*Excerpt provided:*
That last title is of particular interest lately. Not only did Charlie provide grim confirmation that a post-Planet of the Apes (2001) Tim Burton had squandered whatever goodwill he’d built up a decade prior with films like Ed Wood (1994) and Edward Scissorhands (1990), it also telegraphed to the world that Johnny Depp — previously a highly intriguing actor, someone whose cool cred was never in question — was capable of sucking. Hard.

In the years since 2005, Depp hasn’t done much to stamp out those initial flickers of doubt. If anything, he’s fanned ’em into a bonfire. His involvement in the Pirates of the Caribbean franchise (which is plodding toward a fifth installment) has taken up most of his schedule, though he’s always willing to don a wacky wig whenever Burton needs him (2007’s Sweeney Todd; 2010’s Alice in Wonderland; 2012’s Dark Shadows). The rest of his post-2005 credits are a mixed bag, mostly best forgotten (ahem, 2010’s The Tourist), though one does stand out for positive reasons: 2011’s animated Rango, a cleverly-scripted tale that reunited Depp with Gore Verbinski, who helmed the first three Pirates movies.

*Work to complete:*
Transcribe the passage from the commentary on Johnny Depp's films word for word, starting with "In the years" and going on through "three Pirates movies.".

*Data section:*

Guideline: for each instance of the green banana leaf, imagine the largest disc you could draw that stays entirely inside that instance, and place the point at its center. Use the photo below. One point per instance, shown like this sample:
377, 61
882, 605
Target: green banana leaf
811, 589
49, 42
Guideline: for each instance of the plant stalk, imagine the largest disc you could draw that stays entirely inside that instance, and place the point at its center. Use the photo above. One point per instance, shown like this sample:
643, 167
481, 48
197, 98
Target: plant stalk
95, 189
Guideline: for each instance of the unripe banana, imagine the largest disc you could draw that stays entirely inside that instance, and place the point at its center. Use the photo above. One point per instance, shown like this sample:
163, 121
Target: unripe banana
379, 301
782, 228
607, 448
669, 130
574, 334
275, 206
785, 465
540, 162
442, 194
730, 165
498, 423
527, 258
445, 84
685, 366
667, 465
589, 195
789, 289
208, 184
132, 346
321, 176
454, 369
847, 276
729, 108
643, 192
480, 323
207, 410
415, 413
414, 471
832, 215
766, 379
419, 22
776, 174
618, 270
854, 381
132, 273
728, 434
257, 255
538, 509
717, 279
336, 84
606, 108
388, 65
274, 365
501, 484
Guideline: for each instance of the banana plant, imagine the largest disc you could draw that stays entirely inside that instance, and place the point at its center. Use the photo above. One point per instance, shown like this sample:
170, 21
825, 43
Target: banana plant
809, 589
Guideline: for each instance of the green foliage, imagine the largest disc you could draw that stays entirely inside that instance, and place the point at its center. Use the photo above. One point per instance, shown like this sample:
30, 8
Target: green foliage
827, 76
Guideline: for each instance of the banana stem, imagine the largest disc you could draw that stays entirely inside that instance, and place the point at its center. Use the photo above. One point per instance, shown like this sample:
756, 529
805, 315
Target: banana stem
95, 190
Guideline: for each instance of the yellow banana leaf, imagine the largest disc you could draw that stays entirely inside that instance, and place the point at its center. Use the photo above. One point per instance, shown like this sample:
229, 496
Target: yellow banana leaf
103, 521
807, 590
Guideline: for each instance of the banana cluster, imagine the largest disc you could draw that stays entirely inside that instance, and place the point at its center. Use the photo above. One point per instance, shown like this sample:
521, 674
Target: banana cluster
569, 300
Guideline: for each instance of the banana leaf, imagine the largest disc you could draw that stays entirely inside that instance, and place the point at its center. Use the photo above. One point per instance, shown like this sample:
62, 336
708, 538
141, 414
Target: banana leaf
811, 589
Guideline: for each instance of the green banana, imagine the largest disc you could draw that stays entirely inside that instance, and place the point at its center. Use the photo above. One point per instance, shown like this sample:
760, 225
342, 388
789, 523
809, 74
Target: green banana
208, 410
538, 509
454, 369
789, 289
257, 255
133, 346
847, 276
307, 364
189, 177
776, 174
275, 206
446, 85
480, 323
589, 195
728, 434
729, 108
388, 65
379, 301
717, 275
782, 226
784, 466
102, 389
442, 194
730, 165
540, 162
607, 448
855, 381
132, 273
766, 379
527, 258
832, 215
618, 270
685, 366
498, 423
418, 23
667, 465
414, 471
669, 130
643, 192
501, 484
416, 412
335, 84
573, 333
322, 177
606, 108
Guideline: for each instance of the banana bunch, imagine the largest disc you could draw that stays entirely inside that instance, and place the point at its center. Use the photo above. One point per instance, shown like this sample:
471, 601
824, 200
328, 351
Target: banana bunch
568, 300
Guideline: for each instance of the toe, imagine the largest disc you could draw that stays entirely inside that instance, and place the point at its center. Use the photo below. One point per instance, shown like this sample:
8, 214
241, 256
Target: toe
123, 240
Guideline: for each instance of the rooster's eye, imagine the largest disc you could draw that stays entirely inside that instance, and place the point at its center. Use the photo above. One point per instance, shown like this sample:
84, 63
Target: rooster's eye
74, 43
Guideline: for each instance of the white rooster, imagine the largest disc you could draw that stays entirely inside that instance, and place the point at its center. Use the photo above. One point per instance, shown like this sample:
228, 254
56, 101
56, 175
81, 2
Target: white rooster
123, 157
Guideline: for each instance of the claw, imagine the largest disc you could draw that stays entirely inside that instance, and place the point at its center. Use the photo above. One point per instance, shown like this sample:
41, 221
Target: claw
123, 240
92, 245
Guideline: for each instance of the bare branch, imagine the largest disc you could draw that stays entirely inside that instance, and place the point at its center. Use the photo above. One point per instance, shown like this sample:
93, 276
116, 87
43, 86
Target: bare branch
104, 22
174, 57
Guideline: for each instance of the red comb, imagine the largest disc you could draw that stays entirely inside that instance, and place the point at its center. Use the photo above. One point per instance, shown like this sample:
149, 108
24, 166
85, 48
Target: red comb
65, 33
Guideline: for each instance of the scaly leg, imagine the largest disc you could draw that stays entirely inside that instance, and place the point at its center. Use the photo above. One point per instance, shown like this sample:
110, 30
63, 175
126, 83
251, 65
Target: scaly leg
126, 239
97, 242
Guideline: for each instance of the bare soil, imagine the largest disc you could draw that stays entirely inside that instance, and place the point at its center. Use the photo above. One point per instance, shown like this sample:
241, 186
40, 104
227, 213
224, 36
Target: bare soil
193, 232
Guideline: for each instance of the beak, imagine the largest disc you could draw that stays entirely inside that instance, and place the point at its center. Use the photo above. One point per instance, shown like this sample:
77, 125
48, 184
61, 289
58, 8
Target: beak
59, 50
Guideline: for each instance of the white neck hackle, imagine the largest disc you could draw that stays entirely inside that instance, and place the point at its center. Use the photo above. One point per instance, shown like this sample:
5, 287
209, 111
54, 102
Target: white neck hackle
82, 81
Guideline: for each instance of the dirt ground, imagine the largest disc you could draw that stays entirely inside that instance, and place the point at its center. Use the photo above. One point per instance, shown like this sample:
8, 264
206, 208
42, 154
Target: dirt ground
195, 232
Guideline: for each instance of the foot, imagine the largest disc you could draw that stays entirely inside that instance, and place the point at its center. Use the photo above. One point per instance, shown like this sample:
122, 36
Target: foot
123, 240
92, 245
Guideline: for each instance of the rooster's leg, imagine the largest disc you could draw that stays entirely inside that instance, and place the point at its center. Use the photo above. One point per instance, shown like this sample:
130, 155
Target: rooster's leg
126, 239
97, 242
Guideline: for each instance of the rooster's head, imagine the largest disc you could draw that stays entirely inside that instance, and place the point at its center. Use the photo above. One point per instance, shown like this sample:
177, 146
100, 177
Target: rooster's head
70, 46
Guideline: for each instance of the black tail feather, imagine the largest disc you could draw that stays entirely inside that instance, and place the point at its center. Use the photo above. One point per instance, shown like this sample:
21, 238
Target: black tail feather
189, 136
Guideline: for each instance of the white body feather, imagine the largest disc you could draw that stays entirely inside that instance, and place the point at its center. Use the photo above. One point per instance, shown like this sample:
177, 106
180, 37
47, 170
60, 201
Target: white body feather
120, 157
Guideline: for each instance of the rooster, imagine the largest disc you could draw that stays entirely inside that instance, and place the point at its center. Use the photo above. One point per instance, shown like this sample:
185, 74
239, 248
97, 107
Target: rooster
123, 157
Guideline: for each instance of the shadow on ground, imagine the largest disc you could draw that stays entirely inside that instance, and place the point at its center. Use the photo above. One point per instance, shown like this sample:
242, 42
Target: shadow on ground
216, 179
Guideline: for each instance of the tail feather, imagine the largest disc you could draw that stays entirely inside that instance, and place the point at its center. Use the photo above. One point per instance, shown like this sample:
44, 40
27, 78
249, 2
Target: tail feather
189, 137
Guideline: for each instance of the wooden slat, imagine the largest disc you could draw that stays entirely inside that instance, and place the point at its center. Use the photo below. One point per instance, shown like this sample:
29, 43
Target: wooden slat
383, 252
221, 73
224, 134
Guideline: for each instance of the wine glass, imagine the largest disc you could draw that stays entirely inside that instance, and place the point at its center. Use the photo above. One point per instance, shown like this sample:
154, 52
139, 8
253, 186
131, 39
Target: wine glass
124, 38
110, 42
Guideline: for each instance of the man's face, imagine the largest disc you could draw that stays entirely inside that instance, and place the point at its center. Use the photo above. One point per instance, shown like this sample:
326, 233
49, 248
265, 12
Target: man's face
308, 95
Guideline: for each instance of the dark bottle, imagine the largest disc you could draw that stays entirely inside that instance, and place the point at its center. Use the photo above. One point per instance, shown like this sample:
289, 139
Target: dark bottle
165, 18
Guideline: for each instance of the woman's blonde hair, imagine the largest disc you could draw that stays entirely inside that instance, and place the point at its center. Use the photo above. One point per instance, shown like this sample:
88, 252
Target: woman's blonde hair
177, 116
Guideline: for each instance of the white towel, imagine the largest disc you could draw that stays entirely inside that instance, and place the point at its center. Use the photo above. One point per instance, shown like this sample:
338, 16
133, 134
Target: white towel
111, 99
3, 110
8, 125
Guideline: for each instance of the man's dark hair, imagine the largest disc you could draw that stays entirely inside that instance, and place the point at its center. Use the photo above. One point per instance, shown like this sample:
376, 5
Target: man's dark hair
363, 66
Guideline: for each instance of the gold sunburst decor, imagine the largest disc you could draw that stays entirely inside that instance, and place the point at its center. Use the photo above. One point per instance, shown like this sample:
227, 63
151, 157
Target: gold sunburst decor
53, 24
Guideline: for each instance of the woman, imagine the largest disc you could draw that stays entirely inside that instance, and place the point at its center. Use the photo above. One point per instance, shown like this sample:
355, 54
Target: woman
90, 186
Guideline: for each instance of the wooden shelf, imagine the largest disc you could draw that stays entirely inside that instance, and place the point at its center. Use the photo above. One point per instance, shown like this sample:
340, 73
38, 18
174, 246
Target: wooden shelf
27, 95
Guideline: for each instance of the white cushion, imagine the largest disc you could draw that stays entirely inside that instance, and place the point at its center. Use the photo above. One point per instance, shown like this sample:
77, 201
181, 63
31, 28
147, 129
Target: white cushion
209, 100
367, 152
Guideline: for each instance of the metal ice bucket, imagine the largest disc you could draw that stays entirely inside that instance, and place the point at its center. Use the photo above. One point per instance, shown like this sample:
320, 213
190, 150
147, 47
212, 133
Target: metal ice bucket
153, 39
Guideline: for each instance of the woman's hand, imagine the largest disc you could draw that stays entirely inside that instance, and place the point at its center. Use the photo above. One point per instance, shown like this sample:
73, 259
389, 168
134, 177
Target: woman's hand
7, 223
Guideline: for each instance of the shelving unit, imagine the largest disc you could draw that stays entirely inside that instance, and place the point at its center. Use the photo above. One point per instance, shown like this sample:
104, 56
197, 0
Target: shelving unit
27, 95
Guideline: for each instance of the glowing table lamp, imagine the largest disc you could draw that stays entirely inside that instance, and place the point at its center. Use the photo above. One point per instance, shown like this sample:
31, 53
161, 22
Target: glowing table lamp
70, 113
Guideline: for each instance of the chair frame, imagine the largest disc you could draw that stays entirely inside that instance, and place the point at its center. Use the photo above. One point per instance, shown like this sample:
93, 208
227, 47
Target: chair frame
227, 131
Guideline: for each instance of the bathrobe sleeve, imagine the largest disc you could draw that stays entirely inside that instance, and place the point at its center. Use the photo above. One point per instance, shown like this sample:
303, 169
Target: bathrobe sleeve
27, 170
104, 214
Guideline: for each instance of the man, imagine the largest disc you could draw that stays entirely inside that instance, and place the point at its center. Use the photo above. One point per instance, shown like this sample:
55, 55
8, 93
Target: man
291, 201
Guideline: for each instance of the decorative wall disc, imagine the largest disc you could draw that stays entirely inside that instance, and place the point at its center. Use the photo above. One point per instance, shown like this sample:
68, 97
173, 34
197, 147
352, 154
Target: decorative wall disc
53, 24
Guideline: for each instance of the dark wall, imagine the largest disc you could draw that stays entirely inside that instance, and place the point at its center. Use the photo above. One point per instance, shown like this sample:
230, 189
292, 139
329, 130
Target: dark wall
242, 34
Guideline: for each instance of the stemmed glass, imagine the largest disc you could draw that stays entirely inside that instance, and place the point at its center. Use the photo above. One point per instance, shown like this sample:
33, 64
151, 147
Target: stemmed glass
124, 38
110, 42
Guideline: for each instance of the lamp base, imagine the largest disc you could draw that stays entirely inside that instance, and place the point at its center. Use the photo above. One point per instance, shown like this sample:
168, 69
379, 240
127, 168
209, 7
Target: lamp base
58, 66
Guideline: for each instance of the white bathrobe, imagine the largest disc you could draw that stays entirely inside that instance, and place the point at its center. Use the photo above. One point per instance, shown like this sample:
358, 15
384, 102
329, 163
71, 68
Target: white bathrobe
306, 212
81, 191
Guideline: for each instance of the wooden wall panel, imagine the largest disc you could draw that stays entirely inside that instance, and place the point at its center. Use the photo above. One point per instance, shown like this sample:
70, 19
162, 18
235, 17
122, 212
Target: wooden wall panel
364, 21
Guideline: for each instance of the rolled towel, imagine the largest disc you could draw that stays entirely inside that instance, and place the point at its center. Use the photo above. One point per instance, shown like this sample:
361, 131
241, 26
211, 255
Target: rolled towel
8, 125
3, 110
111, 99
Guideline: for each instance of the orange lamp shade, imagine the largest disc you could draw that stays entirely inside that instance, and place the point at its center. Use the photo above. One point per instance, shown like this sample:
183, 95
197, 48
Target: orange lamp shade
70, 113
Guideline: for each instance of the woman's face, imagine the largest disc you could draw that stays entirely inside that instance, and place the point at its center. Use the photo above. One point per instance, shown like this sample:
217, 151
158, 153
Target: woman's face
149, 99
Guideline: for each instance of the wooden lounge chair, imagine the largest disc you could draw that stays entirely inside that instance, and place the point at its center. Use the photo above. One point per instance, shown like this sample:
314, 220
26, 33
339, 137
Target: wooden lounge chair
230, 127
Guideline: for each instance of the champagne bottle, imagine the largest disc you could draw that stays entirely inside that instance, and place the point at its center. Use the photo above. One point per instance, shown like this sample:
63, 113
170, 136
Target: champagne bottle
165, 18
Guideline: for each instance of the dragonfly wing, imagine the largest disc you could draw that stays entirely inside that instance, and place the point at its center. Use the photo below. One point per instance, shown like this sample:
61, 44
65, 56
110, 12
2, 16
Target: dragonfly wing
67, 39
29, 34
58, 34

*The solution:*
In the years since 2005, Depp hasn’t done much to stamp out those initial flickers of doubt. If anything, he’s fanned ’em into a bonfire. His involvement in the Pirates of the Caribbean franchise (which is plodding toward a fifth installment) has taken up most of his schedule, though he’s always willing to don a wacky wig whenever Burton needs him (2007’s Sweeney Todd; 2010’s Alice in Wonderland; 2012’s Dark Shadows). The rest of his post-2005 credits are a mixed bag, mostly best forgotten (ahem, 2010’s The Tourist), though one does stand out for positive reasons: 2011’s animated Rango, a cleverly-scripted tale that reunited Depp with Gore Verbinski, who helmed the first three Pirates movies.